- [EXERCISE AIM] Transcribe all records below exactly, without images.

(Referring expression pointing data)
- Opening Delimiter -

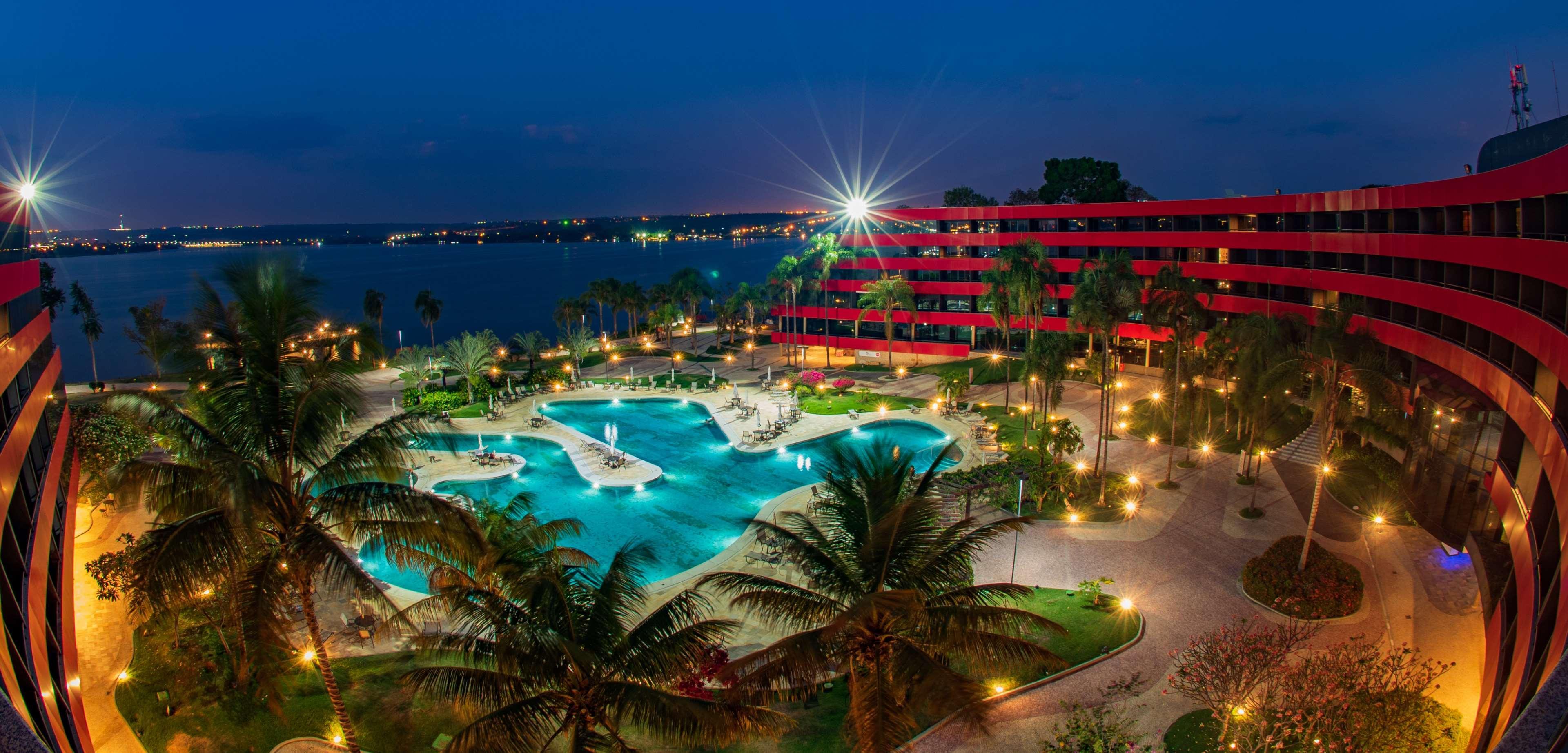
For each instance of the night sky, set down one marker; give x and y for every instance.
(244, 113)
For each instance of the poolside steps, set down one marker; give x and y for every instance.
(1307, 448)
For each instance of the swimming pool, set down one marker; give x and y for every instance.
(694, 512)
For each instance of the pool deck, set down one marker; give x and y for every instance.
(752, 634)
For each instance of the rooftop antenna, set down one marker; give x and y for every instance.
(1520, 87)
(1556, 91)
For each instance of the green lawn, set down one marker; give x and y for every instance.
(471, 411)
(1089, 631)
(827, 404)
(1148, 418)
(1196, 732)
(388, 717)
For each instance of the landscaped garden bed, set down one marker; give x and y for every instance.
(1092, 633)
(1366, 481)
(206, 716)
(1327, 589)
(1152, 418)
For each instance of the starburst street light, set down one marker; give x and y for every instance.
(857, 208)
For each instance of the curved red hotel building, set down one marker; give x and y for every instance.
(1463, 280)
(38, 487)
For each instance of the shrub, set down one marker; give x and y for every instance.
(435, 401)
(1329, 587)
(102, 438)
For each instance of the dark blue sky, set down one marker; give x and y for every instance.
(226, 113)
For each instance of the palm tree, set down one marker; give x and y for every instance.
(261, 481)
(472, 355)
(689, 288)
(568, 662)
(1047, 364)
(91, 327)
(893, 603)
(886, 295)
(418, 364)
(791, 277)
(601, 292)
(825, 255)
(667, 316)
(748, 299)
(1340, 353)
(1180, 305)
(513, 553)
(578, 344)
(375, 305)
(1106, 294)
(633, 300)
(532, 344)
(570, 313)
(429, 308)
(1031, 278)
(998, 299)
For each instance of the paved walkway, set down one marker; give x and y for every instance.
(1180, 562)
(102, 630)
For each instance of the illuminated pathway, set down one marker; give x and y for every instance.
(1180, 564)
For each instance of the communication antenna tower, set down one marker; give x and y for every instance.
(1520, 87)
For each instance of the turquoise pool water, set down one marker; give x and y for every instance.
(694, 512)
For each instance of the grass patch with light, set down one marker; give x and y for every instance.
(385, 713)
(827, 404)
(1092, 631)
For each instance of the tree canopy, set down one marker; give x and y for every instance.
(965, 197)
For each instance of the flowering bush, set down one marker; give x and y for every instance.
(1329, 587)
(697, 682)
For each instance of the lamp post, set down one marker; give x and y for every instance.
(1020, 513)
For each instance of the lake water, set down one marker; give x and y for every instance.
(509, 288)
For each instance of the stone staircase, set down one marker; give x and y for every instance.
(1307, 448)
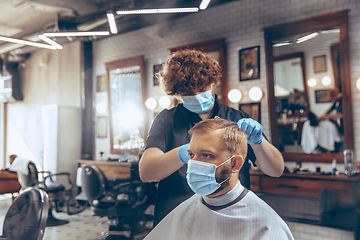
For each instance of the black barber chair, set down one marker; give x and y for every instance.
(342, 215)
(26, 217)
(60, 195)
(124, 202)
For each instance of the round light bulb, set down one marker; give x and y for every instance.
(312, 82)
(151, 103)
(101, 107)
(164, 102)
(255, 93)
(326, 81)
(234, 95)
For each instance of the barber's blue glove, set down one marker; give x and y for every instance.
(253, 129)
(183, 154)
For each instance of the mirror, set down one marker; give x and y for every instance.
(292, 65)
(126, 109)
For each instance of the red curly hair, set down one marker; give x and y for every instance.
(187, 72)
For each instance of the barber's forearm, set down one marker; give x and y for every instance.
(156, 165)
(269, 159)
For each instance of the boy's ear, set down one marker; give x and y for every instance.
(237, 162)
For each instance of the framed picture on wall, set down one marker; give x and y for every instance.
(102, 127)
(157, 69)
(101, 83)
(253, 109)
(322, 96)
(319, 64)
(249, 61)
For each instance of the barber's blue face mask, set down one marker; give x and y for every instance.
(200, 103)
(201, 177)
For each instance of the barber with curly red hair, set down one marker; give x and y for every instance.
(193, 75)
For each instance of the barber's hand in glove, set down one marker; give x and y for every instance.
(253, 129)
(183, 154)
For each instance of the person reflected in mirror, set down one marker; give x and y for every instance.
(193, 76)
(296, 101)
(221, 207)
(320, 135)
(334, 113)
(20, 166)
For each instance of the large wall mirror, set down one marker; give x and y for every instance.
(309, 85)
(126, 94)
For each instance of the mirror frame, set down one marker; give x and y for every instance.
(326, 21)
(301, 56)
(123, 63)
(216, 45)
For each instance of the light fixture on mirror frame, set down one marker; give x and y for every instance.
(112, 23)
(164, 102)
(101, 107)
(27, 42)
(204, 4)
(151, 103)
(326, 81)
(234, 95)
(76, 34)
(157, 10)
(283, 43)
(306, 37)
(312, 82)
(255, 93)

- Closing Delimiter -

- [ANSWER SPACE]
For each instance of the night sky, set down one marker; give x and y for every instance.
(244, 113)
For each instance of the poolside steps, set down one marker; give x and y for every instance.
(1307, 448)
For each instance of the swimming pool, set down one marker; give x and y for every instance.
(694, 512)
For each instance of the pool deck, set down one marker; give x and y for every instance.
(752, 634)
For each instance of the rooftop antenna, set down one marker; give x and y for every instance.
(1520, 87)
(1556, 91)
For each instance of the green lawn, set down one marker; give x and y for every instance.
(471, 411)
(1089, 631)
(827, 404)
(1148, 418)
(1196, 732)
(388, 717)
For each instance of the landscaped garden bed, set down one marker; give x and y for every instance.
(1092, 633)
(1366, 481)
(206, 716)
(1327, 589)
(1152, 418)
For each instance of the starburst street light, set down one marker; give x and y for every instance.
(857, 208)
For each instance of the curved red hotel building, set down one marker; give x and y for every instance.
(1463, 280)
(38, 487)
For each instance of the shrub, set down one marker; give x and y for every instance.
(435, 401)
(1329, 587)
(102, 438)
For each instance of the dark blue sky, set down one marker; give x and y for every instance.
(226, 113)
For each instance of the palm tree, set down one marker; give x and y for every instance.
(261, 481)
(472, 355)
(689, 288)
(568, 662)
(1047, 364)
(91, 327)
(893, 603)
(886, 295)
(418, 364)
(791, 277)
(601, 292)
(825, 255)
(667, 316)
(748, 299)
(1340, 353)
(1180, 305)
(513, 553)
(578, 344)
(375, 305)
(1106, 294)
(633, 300)
(532, 344)
(570, 313)
(429, 308)
(1031, 278)
(998, 299)
For each instance of the paved walkway, set down one marker; give x and y for every instance.
(1180, 562)
(102, 630)
For each instance of the illuminated pathway, set down one marker; give x and y for every instance.
(1180, 564)
For each instance of the communication antenna tower, set down one marker; give x and y for every instance.
(1520, 87)
For each instance of the turquoise pool water, set down one marker; give x and y for every instance.
(694, 512)
For each instance of the grass patch with light, set down one marker; give x and y for every instance.
(385, 713)
(827, 404)
(1092, 631)
For each instance of the tree canopy, set down one marker; give x and y for every instance.
(965, 197)
For each instance of the flowering bush, set down one marker; give x and y for every instance.
(1329, 587)
(697, 682)
For each instance of the lamp post, set down one marker; give x and y for every instance.
(1020, 513)
For each instance of the lake water, set down one marker; give x and y for every instance.
(509, 288)
For each instance of the stone staircase, set down one marker; give x and y for every instance.
(1307, 448)
For each instance of the black barber chair, set down one marker; give x and y for every instance.
(342, 215)
(26, 217)
(60, 195)
(124, 202)
For each instance of the round light bulb, set down one marker; give x and y for every instance.
(312, 82)
(151, 103)
(101, 107)
(164, 102)
(255, 93)
(326, 81)
(234, 95)
For each instance of the barber's blue glove, set down one marker; give x and y for every instance.
(253, 129)
(183, 154)
For each instance of the mirror, set down one marker; give x and y for every instance.
(292, 65)
(126, 109)
For each instance of the red curly hair, set down one marker; give x and y for every instance.
(187, 72)
For each instance of the barber's forearm, set down one marker; give x and y for every instance.
(156, 165)
(269, 159)
For each instance of the boy's ear, set down one marker; give x and y for every instance.
(237, 162)
For each instance of the framed picture on wall, set down one marker; give x and y for every instance.
(102, 127)
(157, 69)
(101, 83)
(253, 109)
(322, 96)
(319, 64)
(249, 61)
For each instance of the barber's blue face mask, set down one marker; give x and y for every instance.
(200, 103)
(201, 177)
For each instance of the barber with curly red hair, set down one marker; give x and y for every instance.
(193, 75)
For each instance of the barber's hand in glove, set down one marker; give x and y for every instance.
(253, 129)
(183, 154)
For each instance of the person reflected in mirror, set down one marker; give x and y for every instance.
(193, 76)
(296, 101)
(221, 207)
(320, 135)
(334, 113)
(20, 166)
For each instance of the large wall mirror, set down one marker; give x and y for every instance.
(309, 85)
(126, 94)
For each instance of the mirror frame, set down one marker; give x and y for every instance.
(326, 21)
(301, 56)
(123, 63)
(216, 45)
For each instance of the light fixture on mirror frame, set down one marker; give x and y for every instance.
(112, 23)
(164, 102)
(101, 107)
(27, 42)
(204, 4)
(151, 103)
(326, 81)
(234, 95)
(76, 34)
(157, 10)
(283, 43)
(306, 37)
(312, 82)
(255, 93)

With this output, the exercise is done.